→ **WHAT YOU HAVE TO DO**
In the text on worming cats, how does a cat end up ingesting the roundworm eggs and larvae it picks up on its paws and muzzle?

→ **EXERCISE TEXT**
--*--

Worming your cat?
How do cats get worms? If your cat goes outdoors it will get worms from eggs and fleas, worm eggs and larvae are so common in the environment your cat is constantly vulnerable to re-infestation from faeces. Another form of tapeworm is transmitted when cats eat rodents, raw meat, freshwater fish or animal carcasses from hunting or have a high flea burden.
Cats pick up microscopic roundworm eggs and larvae on their paws and muzzle when outside from contaminated soil and faeces of other infected cats. The parasite is then ingested when the cat grooms itself. Even with indoor cats flea prevention is important since the flea is also an intermediate host to tapeworm so preventative measures are just an important. This is recommended every three months for adult cats, kittens should be done when they are over 8 weeks old. Always use proven well known solutions as some chemicals can be harmful to cats.
It is essential that regularly cats are dewormed even if the obvious signs are not apparent, some of the signs will be weight loss, diarrhoea, vomiting, dull coat and lack of energy.
A good strong wormer which some can be applied directly onto the cat’s skin at the back of the neck to prevent licking the solution is absorbed through the cat’s skin and enters the bloodstream, then travels to the intestine where the product acts on roundworm and tapeworm, the worms living in the gut are paralysed, killed and passed out in the faeces.
Cuteness site recommends the following:
Gary Le Mon, certified by the American Naturopathic Medical Certification Board, as a master herbalist, in his article, "Nontoxic Worm Remedies for Dogs and Cats." suggests giving your cat the natural herbal parasitic cleansers, cloves and neem. Le Mon recommends reading ‘’Whole Health for Happy Cats’’ by Sandy Arora, who suggests giving the cat ground up pumpkin seeds, pureed carrots, and the digestive enzymes bromelain and papain.

--*--

→ **PROVIDED MATERIAL**
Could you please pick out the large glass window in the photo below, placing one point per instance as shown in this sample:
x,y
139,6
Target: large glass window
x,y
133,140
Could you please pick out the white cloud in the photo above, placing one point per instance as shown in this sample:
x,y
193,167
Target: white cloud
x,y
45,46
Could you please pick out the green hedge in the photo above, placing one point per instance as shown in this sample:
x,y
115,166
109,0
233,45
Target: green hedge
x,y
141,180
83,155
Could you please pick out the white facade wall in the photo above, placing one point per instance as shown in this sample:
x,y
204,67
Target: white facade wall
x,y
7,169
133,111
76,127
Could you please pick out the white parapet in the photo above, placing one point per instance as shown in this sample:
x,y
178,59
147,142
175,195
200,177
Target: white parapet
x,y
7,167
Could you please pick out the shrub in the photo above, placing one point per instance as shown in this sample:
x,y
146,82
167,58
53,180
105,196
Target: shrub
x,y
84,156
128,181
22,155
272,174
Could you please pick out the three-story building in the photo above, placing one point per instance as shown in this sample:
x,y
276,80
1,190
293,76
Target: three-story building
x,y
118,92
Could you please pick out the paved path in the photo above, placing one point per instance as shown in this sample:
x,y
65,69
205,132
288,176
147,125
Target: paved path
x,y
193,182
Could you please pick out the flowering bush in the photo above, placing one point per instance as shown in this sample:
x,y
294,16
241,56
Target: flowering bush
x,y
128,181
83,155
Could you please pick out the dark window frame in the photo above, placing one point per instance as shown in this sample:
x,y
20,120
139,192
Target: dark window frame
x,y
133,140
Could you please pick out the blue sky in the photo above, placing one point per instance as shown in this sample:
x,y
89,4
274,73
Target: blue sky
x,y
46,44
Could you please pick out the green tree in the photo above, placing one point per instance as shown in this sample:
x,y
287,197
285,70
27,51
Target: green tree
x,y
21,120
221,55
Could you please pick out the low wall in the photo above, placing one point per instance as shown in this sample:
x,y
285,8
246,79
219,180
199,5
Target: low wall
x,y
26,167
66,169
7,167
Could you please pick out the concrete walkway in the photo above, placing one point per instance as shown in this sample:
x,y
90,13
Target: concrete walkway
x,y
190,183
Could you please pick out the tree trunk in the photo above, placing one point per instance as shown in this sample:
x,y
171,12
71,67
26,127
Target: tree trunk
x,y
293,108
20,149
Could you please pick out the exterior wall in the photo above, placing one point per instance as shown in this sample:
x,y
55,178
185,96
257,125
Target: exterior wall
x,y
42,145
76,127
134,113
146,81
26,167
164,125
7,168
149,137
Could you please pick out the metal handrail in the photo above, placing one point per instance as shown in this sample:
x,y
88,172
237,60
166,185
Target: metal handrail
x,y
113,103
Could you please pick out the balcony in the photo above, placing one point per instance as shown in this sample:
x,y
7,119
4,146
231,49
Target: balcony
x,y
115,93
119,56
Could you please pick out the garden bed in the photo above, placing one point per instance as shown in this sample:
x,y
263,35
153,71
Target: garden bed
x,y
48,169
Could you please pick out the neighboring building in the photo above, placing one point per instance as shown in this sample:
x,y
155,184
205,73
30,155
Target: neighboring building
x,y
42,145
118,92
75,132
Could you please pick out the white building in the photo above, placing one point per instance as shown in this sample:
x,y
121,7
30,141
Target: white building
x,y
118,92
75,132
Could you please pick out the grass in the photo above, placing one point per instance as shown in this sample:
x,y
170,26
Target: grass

--*--

→ **WRITTEN ANSWER**
It swallows them when it grooms itself.